**PETUNJUK LATIHAN:** Salin seluruh teks tentang menulis dan kesehatan mental tanpa mengubah satu kata atau tanda baca pun.

Psikolog James W. Pennebaker dari University of Texas menghabiskan lebih dari dua dekade meneliti dampak menulis terhadap kesehatan mental. Dalam riset klasiknya pada tahun 1986, ia menemukan bahwa peserta yang menulis tentang pengalaman emosional mereka selama 15–20 menit per hari menunjukkan peningkatan fungsi imun dan penurunan kunjungan medis. Penelitian lanjutan (1997, Journal of Consulting and Clinical Psychology) memperkuat temuan ini: menulis membantu seseorang memahami, bukan sekadar mengulang, peristiwa emosional yang dialami. Melalui tulisan, seseorang belajar menafsir ulang pengalamannya: mengubah luka menjadi makna.
Menulis, dengan demikian, bukan sekadar kegiatan intelektual, melainkan juga bentuk perawatan diri. Ia adalah proses berpikir yang disertai kejujuran. Saat seseorang menuliskan perasaannya, ia bukan hanya sedang menyalurkan emosi, tapi sedang memetakan pikirannya yang berantakan. Dengan menulis, kita memaksa diri untuk memilih kata. Dan dalam memilih kata, kita sekaligus memilih cara berpikir.
Rumi, penyair Persia yang sering disebut sebagai “tukang tenun hati,” menulis: “Kata-kata adalah jembatan bagi hati-hati yang terpisah.” Kadang, hati yang terpisah itu bukan hati dua manusia, melainkan hati dan pikiran di dalam diri yang sudah lama tak saling bicara. Menulis menjadi jembatan untuk mempertemukan keduanya—tanpa pertengkaran, tanpa perlu keberanian publik, cukup keberanian sunyi di depan selembar kertas.

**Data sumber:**

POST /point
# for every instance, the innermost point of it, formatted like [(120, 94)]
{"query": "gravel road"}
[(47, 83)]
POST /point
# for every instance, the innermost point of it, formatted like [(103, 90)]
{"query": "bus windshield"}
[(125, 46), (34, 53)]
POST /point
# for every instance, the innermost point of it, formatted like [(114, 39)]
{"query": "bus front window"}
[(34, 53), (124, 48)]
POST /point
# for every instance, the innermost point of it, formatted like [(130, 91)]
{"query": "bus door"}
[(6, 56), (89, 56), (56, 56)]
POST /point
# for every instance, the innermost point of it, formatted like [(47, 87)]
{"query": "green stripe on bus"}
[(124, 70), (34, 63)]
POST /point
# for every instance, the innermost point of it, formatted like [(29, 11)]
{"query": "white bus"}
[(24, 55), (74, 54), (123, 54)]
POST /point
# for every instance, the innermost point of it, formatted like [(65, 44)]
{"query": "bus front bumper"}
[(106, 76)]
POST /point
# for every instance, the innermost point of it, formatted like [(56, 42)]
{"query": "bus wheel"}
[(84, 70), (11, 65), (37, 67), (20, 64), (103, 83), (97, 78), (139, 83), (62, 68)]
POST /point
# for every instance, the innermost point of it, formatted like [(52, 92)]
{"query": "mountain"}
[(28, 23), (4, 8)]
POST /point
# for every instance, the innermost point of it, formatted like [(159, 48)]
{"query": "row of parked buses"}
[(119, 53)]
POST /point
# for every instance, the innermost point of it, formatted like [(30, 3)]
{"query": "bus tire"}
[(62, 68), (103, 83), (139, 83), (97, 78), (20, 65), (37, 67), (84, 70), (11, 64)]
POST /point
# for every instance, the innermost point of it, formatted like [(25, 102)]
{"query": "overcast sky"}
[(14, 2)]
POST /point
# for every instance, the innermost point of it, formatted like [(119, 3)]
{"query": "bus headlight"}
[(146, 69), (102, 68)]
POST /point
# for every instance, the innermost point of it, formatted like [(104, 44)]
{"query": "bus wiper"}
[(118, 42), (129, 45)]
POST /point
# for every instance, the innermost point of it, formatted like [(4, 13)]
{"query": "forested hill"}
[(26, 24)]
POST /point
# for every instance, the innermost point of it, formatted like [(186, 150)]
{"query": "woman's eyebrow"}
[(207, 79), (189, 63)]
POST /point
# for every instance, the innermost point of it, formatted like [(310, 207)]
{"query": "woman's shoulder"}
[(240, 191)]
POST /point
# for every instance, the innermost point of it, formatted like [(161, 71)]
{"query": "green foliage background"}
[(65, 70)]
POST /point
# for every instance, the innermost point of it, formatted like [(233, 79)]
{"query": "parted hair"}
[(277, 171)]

---

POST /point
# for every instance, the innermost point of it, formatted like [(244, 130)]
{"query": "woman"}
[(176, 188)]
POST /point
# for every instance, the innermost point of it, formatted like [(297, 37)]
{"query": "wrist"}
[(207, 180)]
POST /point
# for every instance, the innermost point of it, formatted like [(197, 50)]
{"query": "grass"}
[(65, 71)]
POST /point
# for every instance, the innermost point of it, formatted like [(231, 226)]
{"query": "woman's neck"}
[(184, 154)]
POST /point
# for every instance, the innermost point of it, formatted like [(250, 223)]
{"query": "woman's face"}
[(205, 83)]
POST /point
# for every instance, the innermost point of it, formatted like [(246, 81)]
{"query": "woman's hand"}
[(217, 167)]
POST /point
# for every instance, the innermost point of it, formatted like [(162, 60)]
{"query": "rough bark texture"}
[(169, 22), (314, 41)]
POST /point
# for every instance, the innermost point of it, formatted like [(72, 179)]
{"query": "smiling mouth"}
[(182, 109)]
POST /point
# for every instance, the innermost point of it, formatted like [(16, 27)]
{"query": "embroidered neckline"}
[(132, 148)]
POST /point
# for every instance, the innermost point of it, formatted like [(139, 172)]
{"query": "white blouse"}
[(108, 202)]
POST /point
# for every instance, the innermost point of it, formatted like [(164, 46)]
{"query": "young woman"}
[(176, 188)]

**TUGAS SELESAI:**
Psikolog James W. Pennebaker dari University of Texas menghabiskan lebih dari dua dekade meneliti dampak menulis terhadap kesehatan mental. Dalam riset klasiknya pada tahun 1986, ia menemukan bahwa peserta yang menulis tentang pengalaman emosional mereka selama 15–20 menit per hari menunjukkan peningkatan fungsi imun dan penurunan kunjungan medis. Penelitian lanjutan (1997, Journal of Consulting and Clinical Psychology) memperkuat temuan ini: menulis membantu seseorang memahami, bukan sekadar mengulang, peristiwa emosional yang dialami. Melalui tulisan, seseorang belajar menafsir ulang pengalamannya: mengubah luka menjadi makna.
Menulis, dengan demikian, bukan sekadar kegiatan intelektual, melainkan juga bentuk perawatan diri. Ia adalah proses berpikir yang disertai kejujuran. Saat seseorang menuliskan perasaannya, ia bukan hanya sedang menyalurkan emosi, tapi sedang memetakan pikirannya yang berantakan. Dengan menulis, kita memaksa diri untuk memilih kata. Dan dalam memilih kata, kita sekaligus memilih cara berpikir.
Rumi, penyair Persia yang sering disebut sebagai “tukang tenun hati,” menulis: “Kata-kata adalah jembatan bagi hati-hati yang terpisah.” Kadang, hati yang terpisah itu bukan hati dua manusia, melainkan hati dan pikiran di dalam diri yang sudah lama tak saling bicara. Menulis menjadi jembatan untuk mempertemukan keduanya—tanpa pertengkaran, tanpa perlu keberanian publik, cukup keberanian sunyi di depan selembar kertas.